You may believe we pushed too hard in the other direction, and that's fair, but if we had intended for there to be one solution there would be no argument about it at all, would there? What you see, after all, is there because we chose for it to be there.


I actually theoretically, and in some practices, agree with the templars. The mages are prone to so much damage--involuntarily or otherwise--that there needs to be a system of discipline and education around. They should be taught about those dangers, trained in their art, and so on. I don't see the Chantry or the templars to be generally oppressive. There are certain people in groups that are, but I whole-heartedly believe that every group has their good and their bad, as well as each shade of gray in-between.

Still, I felt that Dragon Age II pushed too much against the mages. There are small moments that allude to templar oppression--Alain, for instance, and general mage distaste for their keepers--but the mages definitely take the spotlight in the "we're here, we're evil" category.
_ _ _ _
* SHORT TASK 1 *
Answer these about the passage on mages and templars:
(a) Which group does the writer agree with in theory and in some practices?
(b) Which game does the writer feel pushed too much against the mages?
(c) Who is named as an example of a small moment alluding to templar oppression?
* SHORT TASK 2 *
Could you carry on the passage on mages and templars in Dragon Age II from its last sentence?
The lines that follow aren't needed for anything here.

* SOURCE DATA *
_ _ _ _
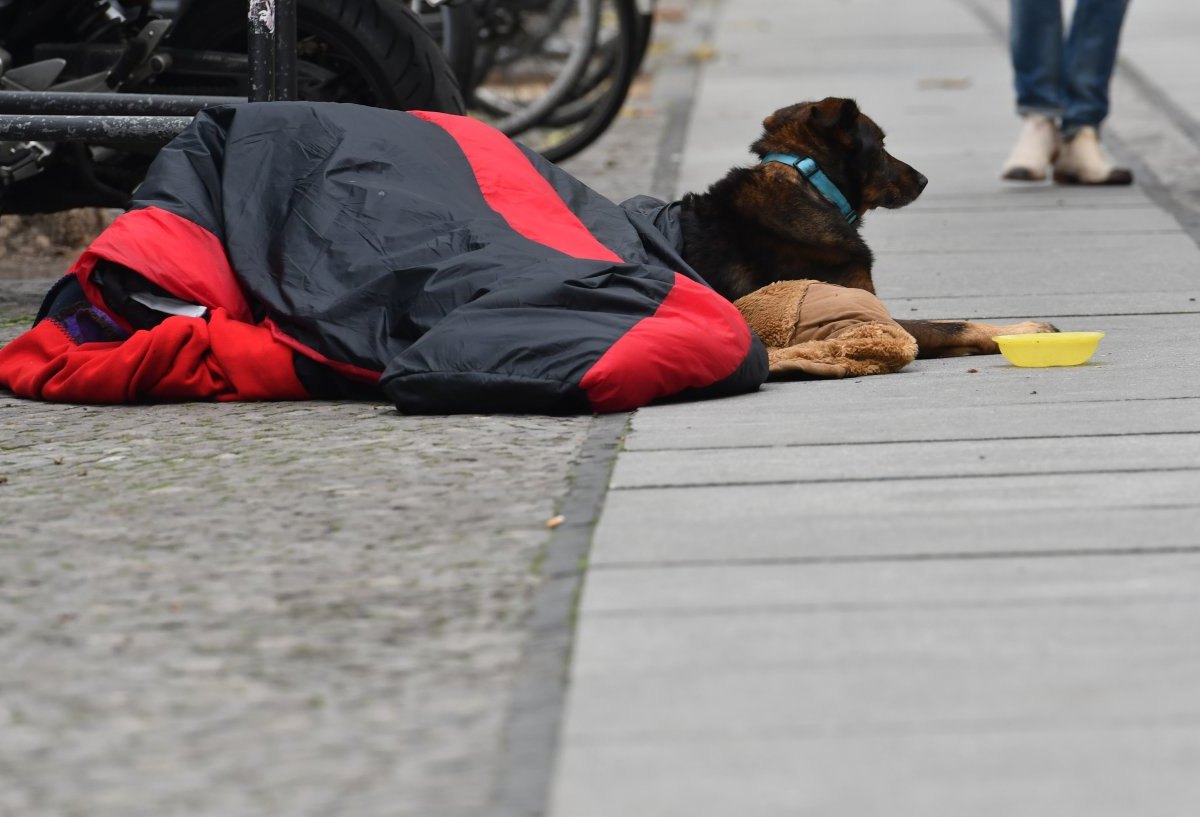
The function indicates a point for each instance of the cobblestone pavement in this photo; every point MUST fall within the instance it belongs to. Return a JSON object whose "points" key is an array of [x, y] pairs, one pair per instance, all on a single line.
_ _ _ _
* TASK OUTPUT 1 *
(a) The templars.
(b) Dragon Age II.
(c) Alain.

* TASK OUTPUT 2 *
I liked my Mage Hawke. She never became a blood mage, or did anything terrible with demons or blood magic. Aside from Emile de Launcet, those two are my only fine examples (I've only played a bit with Bethany around as a non-mage character, although I do like what I see of her). I find a lot more examples of good templars, or well-meaning templars, than I see with the mages. They all seem like desperate lunatics waving around blood magic and demonic possession.

I would have certainly liked a few more normal mages thrown into the mix. Well, we did get those three mages begging for their lives if we sided with the templars. Coincidentally, we only get a cutscene where we're allowed to visually save/spare the mages if we side with the templars.

Far too many signs point toward siding with the templars, with Meredith and Aldrik being the few absolutely horrid examples of why we shouldn't. I get the feeling of saving mages more with that one particular cutscene, and I find myself allying with one crazy person instead of a horde of them lead by dear Orsino, whose final moments I don't quite understand when we were actually winning...

However, I still find myself pushing toward siding with the mages. It isn't because anything we see. I feel like there wasn't enough emphasis in the game on siding with them, but rather fighting against them. However, in my mind, I know that there are innocent mages in that tower--somewhere--and I can't agree with Meredith on annulling them just because of the few (or in Kirkwall's case, many) terrible mages.

I would have preferred some satisfaction of actually saving some of those mages when I sided with them, but instead that satisfaction only came from, strangely enough, siding with the templars.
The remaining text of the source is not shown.